[SHORT TASK]: Transcribe the records below exactly, leaving out any pictures.

[DATA EXCERPTS]:
######

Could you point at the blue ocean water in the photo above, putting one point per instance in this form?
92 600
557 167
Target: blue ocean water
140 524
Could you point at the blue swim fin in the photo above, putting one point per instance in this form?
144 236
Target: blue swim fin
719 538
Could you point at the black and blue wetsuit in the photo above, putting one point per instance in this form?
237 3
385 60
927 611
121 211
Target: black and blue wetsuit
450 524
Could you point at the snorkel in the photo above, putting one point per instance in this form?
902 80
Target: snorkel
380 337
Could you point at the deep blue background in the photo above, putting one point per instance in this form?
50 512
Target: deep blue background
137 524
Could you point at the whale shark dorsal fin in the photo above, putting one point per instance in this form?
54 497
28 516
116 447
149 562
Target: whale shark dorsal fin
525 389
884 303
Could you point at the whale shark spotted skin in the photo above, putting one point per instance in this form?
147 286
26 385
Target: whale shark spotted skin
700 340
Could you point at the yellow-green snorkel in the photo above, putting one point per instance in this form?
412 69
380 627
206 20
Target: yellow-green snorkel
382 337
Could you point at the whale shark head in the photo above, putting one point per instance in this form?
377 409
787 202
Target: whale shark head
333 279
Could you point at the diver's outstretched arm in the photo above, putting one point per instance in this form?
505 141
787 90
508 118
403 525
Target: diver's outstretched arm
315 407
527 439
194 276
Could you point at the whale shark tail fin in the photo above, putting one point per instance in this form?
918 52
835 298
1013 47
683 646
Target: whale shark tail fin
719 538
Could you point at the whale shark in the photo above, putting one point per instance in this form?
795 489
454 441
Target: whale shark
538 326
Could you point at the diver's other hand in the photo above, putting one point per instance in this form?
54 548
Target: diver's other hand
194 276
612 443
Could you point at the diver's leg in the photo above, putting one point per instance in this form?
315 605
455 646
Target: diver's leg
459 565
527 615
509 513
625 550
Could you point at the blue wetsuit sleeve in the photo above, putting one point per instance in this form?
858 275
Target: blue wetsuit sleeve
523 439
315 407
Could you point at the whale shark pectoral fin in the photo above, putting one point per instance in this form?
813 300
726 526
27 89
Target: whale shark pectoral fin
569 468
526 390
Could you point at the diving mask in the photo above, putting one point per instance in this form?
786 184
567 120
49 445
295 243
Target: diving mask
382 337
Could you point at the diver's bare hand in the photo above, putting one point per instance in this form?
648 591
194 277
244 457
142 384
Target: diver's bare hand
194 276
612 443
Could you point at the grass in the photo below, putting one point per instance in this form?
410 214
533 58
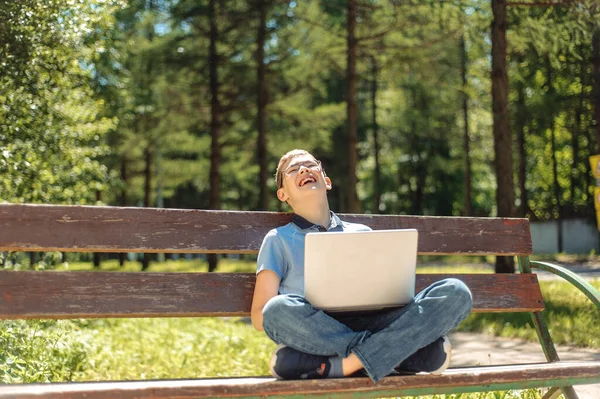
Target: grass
117 349
571 317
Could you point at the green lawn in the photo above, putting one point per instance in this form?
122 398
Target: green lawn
81 350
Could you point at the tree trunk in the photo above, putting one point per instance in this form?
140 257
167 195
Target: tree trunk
147 191
215 122
575 133
262 107
521 120
96 257
123 201
377 177
466 138
596 73
505 194
551 96
353 206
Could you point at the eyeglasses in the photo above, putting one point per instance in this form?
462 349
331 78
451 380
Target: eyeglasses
294 169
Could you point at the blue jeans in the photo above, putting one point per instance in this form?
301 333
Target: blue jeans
381 340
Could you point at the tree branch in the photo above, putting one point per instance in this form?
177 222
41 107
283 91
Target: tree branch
542 3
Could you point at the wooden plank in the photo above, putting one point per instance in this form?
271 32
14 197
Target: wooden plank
113 229
458 380
56 295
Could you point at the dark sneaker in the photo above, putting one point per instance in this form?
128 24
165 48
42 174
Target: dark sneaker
433 358
290 364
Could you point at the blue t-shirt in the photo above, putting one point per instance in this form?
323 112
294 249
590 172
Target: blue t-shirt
282 250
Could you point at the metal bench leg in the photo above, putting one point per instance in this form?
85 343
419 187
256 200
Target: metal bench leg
544 335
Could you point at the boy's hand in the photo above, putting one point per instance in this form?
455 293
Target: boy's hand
267 286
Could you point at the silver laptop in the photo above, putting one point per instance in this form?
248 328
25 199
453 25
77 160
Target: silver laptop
357 271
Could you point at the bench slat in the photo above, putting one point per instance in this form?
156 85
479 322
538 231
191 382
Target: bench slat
56 295
452 381
114 229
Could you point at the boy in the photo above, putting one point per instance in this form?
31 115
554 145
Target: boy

######

[TASK RESPONSE]:
Could you point at the blue ocean water in the photo above, putting one point per instance in this form?
92 600
557 167
Target: blue ocean water
140 524
Could you point at the blue swim fin in the photo above, putting one point per instance in this form?
144 236
Target: blue swim fin
719 538
Could you point at the black and blue wetsuit in the photo above, putting one point per instance in this form?
237 3
385 60
927 611
121 211
Target: black and blue wetsuit
450 524
Could you point at the snorkel in the photo above, putting one point per instance in this form?
902 80
Target: snorkel
380 337
Could you point at the deep blue background in the photo above, putting one point per instance in this form?
50 512
Target: deep blue background
137 524
Could you point at the whale shark dorsal fin in the photo above, putting one point per instance in this form?
54 497
28 516
116 447
149 562
Target: whale shark dorsal fin
525 389
884 303
Could you point at the whale shark spotted skin in the photo above, putting one point per instance in this form?
147 286
26 385
Target: whale shark spotted skin
700 340
Could you point at the yellow-green snorkel in the photo above, putting one point per instance in this form?
412 69
380 627
206 20
Target: yellow-green snorkel
382 337
Could you point at the whale shark head in the photo above, putting one point per instance in this form?
377 409
787 202
Target: whale shark head
333 279
Could you point at the diver's outstretched arm in the photo above, putting one point per instance in this form?
505 141
787 90
508 118
403 525
Target: diver's outstretched arm
315 407
527 439
194 276
Could you point at the whale shark tail fin in the photo above, putting one point per instance in this form?
918 52
835 298
1013 47
683 646
Target: whale shark tail fin
719 538
Could you point at the whale shark in the photo above, putting one point per instance in this form?
795 489
454 441
Target: whale shark
538 326
Could you point at the diver's other hand in the photo above, putting one point per instance in this form?
54 548
Target: diver's other hand
194 276
612 443
Could you point at the diver's leg in the photo above, putting one point per instance in this form?
315 605
455 646
Target: diver's leg
459 565
527 615
509 513
625 550
Could you point at the blue wetsuit sleeve in the photo above, putting one point per instance in this form?
858 275
Target: blue wetsuit sleeve
523 439
315 407
Could you point at the whale shark pectoral fin in the photo above, putting one point per instance in this form?
813 300
726 526
27 89
Target: whale shark pectoral fin
569 468
526 390
Could you point at the diving mask in the photo above, putting one point per instance in this form?
786 184
567 120
49 445
295 243
Target: diving mask
382 337
Could you point at the diver's bare hand in the photo above, putting one point per instance in this form?
648 591
194 277
244 457
142 384
Target: diver's bare hand
194 276
612 443
Could you point at the grass in the photo below, putting one point per instance in this form?
410 214
533 58
Target: grass
117 349
571 317
Could you point at the green lawn in the photo above, putting one point per instance in this form?
122 398
Target: green lawn
81 350
Could you point at the tree trunk in the photo above, putting one point per instance in this form?
140 257
167 195
Target: tree trunk
147 191
215 122
575 133
262 107
521 120
96 257
123 201
377 177
466 138
596 73
505 194
551 96
353 206
Could you point at the eyeglasses in the photo above, putting one point per instance in this form?
462 349
331 78
451 380
Target: eyeglasses
294 169
Could you point at the blue jeans in the photo above, putting one point per instance in this form?
301 333
Target: blue jeans
381 340
Could you point at the tree branch in the photo above, putting one point per instance in this form?
177 222
41 107
283 91
Target: tree branch
542 3
Could you point at the wooden plank in the photo above, putting one point per instance in this form?
271 32
14 197
Target: wooden plank
113 229
458 380
56 295
Could you point at the dark sneaker in the photo above, putting one point per instance in this form?
128 24
165 48
42 174
Target: dark sneaker
433 358
290 364
Could you point at the blue t-shirt in the photo above, putting one point per instance in this form?
323 112
294 249
590 172
Target: blue t-shirt
282 250
Could you point at the metal bench leg in the photo above, putting one point per instance in this form?
85 343
419 187
256 200
Target: metal bench leg
544 335
Could you point at the boy's hand in the photo above, putting one point per instance in this form?
455 293
Target: boy's hand
267 286
Could you point at the silver laptop in the photo above, putting one point per instance in this form?
248 328
25 199
453 25
77 160
Target: silver laptop
357 271
Could you point at the bench slat in the photo above, putting one point per instance in this form?
156 85
479 322
538 231
191 382
Target: bench slat
56 295
452 381
114 229
Could you point at the boy in the photo above, putting one point per instance in this form?
31 115
554 145
Target: boy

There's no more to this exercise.